Render the stretch of the listing from its first line through the line containing "211 265 307 394" as a numbered list. Include both of those lines and leave out any blank lines.

[Begin Entries]

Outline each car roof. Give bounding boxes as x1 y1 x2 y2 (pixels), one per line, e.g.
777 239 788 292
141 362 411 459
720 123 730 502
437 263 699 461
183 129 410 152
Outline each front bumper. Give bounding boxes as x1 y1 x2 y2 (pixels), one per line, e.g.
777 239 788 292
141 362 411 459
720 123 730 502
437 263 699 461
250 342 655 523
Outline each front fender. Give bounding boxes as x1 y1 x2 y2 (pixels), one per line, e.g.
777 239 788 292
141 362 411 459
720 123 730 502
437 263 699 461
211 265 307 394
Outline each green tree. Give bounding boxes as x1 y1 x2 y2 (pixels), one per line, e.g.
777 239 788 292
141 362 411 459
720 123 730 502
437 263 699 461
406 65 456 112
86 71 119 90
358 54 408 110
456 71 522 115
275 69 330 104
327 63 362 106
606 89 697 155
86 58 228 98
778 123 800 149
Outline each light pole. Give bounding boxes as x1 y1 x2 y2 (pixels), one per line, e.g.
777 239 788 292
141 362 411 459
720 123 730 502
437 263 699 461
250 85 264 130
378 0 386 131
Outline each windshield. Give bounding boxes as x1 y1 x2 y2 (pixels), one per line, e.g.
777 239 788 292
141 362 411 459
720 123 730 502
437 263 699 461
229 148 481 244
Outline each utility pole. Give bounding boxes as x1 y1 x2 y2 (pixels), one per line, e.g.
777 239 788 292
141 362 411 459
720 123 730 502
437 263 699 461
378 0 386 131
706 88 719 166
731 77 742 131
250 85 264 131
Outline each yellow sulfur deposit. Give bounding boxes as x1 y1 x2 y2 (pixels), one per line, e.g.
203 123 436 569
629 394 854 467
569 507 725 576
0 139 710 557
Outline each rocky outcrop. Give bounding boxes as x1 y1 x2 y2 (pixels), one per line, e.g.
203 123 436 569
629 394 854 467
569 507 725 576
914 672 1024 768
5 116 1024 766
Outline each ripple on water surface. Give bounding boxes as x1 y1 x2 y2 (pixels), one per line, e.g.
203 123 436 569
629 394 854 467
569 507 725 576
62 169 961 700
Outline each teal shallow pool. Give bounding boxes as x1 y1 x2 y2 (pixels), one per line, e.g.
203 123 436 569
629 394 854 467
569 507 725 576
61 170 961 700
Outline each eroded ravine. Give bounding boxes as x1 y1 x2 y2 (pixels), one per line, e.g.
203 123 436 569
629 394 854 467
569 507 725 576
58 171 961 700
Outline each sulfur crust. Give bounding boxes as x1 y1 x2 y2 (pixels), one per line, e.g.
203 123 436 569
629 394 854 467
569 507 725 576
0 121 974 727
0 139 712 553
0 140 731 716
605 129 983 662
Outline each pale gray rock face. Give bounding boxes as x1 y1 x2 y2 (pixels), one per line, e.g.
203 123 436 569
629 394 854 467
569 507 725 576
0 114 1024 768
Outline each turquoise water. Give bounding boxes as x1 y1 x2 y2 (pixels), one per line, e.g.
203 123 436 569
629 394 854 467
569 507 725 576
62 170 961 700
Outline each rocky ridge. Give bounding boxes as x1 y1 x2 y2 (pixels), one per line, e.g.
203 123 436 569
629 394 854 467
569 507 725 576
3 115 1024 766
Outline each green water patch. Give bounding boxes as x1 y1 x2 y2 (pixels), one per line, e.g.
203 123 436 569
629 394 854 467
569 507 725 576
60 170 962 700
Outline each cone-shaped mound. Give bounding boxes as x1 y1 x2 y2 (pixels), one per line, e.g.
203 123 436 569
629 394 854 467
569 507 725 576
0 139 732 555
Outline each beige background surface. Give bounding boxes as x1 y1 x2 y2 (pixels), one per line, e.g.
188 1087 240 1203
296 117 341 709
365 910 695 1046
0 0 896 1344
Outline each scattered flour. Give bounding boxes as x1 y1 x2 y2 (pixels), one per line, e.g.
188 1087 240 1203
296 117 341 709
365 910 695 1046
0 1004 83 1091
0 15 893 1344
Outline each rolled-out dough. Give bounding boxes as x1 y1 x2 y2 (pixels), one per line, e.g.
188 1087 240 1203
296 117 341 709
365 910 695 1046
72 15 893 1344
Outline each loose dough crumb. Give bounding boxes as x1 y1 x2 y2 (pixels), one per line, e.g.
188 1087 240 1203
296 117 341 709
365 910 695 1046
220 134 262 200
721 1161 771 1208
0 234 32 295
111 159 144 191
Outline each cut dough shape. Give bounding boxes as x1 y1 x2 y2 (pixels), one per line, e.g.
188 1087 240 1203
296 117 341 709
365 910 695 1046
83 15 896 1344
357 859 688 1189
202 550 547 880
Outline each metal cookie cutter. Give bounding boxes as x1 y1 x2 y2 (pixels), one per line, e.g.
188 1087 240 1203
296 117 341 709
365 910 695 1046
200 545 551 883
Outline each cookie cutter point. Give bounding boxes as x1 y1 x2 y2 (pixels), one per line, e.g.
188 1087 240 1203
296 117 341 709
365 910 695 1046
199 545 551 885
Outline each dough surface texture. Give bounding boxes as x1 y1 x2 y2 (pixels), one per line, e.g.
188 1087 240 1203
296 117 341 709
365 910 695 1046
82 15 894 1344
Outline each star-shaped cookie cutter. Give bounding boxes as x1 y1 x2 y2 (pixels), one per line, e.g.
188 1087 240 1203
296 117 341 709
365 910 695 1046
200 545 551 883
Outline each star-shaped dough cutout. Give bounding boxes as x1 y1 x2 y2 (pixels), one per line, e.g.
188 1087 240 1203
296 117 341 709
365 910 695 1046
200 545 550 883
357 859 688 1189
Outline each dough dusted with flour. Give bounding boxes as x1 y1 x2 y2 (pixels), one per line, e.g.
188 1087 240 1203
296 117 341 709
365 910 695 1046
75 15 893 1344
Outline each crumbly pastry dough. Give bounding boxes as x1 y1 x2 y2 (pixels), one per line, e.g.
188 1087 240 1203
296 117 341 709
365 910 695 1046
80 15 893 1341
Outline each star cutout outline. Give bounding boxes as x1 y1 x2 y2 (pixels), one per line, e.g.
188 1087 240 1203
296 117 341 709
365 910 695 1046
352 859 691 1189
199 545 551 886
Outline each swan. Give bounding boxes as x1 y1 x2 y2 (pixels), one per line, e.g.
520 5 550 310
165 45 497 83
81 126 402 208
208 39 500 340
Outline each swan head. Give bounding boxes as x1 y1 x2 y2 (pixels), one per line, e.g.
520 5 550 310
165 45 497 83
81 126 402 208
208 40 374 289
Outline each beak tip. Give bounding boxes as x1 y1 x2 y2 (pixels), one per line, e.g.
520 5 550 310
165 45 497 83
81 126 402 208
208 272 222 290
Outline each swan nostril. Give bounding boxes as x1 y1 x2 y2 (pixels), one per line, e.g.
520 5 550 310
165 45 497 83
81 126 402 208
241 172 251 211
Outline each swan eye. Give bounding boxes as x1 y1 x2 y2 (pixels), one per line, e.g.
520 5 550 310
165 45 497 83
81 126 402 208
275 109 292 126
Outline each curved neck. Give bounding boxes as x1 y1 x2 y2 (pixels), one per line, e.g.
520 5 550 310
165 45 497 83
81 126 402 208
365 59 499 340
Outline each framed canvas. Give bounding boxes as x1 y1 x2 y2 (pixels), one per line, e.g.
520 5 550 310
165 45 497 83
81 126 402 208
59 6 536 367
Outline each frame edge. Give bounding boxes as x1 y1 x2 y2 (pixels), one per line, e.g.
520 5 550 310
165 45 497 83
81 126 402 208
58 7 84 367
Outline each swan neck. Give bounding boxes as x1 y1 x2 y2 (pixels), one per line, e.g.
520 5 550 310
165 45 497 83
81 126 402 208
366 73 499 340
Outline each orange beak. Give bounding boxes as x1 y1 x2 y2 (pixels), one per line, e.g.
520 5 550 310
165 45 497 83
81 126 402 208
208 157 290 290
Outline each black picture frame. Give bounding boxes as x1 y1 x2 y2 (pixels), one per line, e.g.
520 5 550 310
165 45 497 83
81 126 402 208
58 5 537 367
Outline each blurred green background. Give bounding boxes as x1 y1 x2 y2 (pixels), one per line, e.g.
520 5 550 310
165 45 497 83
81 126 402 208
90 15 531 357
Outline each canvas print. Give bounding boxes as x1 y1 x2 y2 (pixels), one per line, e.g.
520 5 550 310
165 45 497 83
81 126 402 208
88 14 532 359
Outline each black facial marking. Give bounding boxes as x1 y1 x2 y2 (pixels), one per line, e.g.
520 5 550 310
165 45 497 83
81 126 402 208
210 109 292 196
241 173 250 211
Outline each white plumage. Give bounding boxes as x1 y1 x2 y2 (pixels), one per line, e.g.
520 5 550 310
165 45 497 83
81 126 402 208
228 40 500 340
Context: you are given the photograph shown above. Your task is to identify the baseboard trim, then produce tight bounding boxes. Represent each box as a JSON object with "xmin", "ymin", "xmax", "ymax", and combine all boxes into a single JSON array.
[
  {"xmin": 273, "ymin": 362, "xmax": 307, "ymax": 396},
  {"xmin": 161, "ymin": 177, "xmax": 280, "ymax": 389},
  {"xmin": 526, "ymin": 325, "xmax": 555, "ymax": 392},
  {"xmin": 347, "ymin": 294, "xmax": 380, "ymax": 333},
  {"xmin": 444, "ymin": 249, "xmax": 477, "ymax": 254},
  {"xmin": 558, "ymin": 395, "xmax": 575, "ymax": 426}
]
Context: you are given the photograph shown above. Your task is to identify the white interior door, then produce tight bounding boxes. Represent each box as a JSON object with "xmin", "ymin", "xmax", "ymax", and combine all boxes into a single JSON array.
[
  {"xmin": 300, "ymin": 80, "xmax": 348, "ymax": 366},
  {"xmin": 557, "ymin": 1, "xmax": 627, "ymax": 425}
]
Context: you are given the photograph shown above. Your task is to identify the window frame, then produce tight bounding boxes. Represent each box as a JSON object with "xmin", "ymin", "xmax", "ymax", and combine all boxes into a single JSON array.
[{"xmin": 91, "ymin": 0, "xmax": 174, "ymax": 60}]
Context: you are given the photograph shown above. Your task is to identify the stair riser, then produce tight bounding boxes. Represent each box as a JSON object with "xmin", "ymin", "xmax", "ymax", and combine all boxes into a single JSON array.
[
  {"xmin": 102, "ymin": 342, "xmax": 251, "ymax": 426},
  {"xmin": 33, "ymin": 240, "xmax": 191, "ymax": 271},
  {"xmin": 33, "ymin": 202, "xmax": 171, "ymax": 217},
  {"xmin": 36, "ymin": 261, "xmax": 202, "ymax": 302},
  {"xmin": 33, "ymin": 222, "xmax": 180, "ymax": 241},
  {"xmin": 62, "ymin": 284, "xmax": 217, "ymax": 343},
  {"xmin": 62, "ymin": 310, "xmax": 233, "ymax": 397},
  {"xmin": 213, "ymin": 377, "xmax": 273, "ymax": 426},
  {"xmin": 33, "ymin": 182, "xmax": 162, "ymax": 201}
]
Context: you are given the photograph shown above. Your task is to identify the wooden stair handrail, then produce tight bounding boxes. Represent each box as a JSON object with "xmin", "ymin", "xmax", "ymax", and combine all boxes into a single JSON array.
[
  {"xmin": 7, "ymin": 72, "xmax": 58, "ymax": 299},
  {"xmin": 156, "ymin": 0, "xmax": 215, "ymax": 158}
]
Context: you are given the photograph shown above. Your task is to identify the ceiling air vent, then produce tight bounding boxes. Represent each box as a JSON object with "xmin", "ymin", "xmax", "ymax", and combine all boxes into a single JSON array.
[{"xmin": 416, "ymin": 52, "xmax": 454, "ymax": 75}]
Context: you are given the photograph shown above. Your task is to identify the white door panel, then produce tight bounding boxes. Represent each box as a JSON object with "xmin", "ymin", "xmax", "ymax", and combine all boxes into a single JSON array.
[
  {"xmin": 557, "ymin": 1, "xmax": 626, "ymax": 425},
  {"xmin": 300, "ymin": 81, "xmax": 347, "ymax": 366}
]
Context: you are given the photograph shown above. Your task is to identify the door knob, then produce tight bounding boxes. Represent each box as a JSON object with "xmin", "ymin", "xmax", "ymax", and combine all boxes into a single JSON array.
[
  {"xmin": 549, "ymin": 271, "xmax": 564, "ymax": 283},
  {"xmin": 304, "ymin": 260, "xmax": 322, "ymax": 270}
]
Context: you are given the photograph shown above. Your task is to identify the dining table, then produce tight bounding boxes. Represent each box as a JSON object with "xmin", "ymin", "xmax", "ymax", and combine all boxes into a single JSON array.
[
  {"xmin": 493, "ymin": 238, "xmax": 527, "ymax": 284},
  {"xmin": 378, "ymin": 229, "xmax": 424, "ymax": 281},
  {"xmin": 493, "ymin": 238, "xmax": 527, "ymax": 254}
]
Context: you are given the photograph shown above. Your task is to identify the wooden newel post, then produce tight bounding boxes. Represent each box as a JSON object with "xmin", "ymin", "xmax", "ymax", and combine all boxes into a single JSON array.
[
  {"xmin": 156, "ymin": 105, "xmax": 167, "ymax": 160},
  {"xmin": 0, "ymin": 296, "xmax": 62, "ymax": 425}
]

[End Entries]

Problem solution
1. Outline each car roof. Give bounding boxes as x1 y1 x2 y2 (pixels), one per line, e.g.
2. 777 239 788 292
3. 141 362 411 459
4. 720 123 730 502
5. 437 263 699 461
6. 183 129 410 152
7. Outline each front bumper. Give bounding boxes as x1 y1 x2 y2 (pixels), one per line, e.g.
8. 777 239 788 292
9. 141 362 411 459
10. 720 123 730 502
11. 437 263 699 461
12. 250 342 655 523
13. Outline each front fender. Give bounding boxes as x1 y1 x2 y2 (pixels), one per line, e.g.
14. 777 239 788 292
15. 141 362 411 459
16. 720 123 730 502
17. 437 263 699 461
18. 211 265 307 394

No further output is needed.